-- begin Record extracts --
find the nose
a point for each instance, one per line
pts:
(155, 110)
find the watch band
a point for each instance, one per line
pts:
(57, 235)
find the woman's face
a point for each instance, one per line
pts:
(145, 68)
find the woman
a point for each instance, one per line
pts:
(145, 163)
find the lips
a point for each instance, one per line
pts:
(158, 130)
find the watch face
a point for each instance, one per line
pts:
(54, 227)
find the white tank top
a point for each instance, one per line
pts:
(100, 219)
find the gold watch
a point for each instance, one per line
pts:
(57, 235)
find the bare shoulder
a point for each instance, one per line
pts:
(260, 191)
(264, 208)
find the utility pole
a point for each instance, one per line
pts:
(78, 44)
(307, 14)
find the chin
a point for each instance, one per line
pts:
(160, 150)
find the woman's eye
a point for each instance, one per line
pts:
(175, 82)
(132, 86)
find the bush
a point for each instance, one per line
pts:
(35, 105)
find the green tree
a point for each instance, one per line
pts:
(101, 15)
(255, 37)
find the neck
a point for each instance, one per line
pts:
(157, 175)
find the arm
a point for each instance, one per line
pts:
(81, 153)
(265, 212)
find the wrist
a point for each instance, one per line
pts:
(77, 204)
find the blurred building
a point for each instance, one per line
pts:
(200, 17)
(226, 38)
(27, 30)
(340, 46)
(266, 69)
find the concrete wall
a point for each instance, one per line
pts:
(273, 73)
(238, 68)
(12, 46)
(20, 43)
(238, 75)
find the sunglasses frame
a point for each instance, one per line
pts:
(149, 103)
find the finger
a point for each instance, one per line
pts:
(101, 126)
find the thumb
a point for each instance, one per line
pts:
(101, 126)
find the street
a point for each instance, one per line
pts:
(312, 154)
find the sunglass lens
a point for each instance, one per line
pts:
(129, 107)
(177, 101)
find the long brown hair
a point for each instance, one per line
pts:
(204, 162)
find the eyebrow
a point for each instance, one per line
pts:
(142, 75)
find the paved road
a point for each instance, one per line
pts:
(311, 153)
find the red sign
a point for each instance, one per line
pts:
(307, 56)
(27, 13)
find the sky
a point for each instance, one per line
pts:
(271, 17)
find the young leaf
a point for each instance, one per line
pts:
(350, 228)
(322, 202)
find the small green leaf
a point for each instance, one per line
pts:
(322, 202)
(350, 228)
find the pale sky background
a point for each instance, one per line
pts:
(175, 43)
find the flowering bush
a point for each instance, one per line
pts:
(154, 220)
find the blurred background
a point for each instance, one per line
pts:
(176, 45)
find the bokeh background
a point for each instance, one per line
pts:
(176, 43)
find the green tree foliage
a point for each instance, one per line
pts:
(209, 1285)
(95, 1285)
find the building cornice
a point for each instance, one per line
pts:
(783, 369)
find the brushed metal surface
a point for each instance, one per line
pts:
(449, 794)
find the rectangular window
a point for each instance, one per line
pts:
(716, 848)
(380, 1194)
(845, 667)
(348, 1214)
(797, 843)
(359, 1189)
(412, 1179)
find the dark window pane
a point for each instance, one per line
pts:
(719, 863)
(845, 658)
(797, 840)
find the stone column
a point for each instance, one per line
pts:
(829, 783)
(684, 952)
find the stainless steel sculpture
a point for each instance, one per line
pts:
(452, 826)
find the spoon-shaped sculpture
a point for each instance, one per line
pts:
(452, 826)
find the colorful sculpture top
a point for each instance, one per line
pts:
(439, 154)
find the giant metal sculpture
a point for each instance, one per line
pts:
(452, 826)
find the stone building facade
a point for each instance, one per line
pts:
-- end Record extracts --
● Problem to solve:
Reproduce every line of the material, requests included, starting at the line containing "find the bokeh background" and ending at the material's last line. Give only those lines, with each point coordinate multiplied by 2.5 and rounded to a whole number (halves rounded up).

● Exercise result:
find the bokeh background
a point for each instance, one per line
pts:
(440, 108)
find the green tree foliage
a point for each instance, one per line
pts:
(523, 3213)
(238, 3213)
find the building cornice
a point for each instance, one per line
pts:
(1958, 923)
find the brushed metal surface
a point for each instance, one per line
pts:
(1123, 1985)
find the rectangular window
a point for each instance, one per line
pts:
(1790, 2120)
(950, 2985)
(2113, 1668)
(870, 3035)
(1993, 2108)
(898, 2973)
(1030, 2948)
find the dark window pane
a point for each instance, one per line
pts:
(1798, 2158)
(2113, 1645)
(1993, 2100)
find the stone column
a point for each instance, one per line
pts:
(2073, 1958)
(1710, 2380)
find the stainless steel sculpture
a point for each instance, one per line
pts:
(1130, 2065)
find the spoon-shaped sculpture
a point for each instance, one per line
pts:
(1130, 2065)
find the colorful sculpture top
a point for each instance, one per line
pts:
(1098, 385)
find the giant metal sculpture
a point for each instance, one per line
pts:
(1130, 2065)
find the stone building facade
a point for each instance, one per line
pts:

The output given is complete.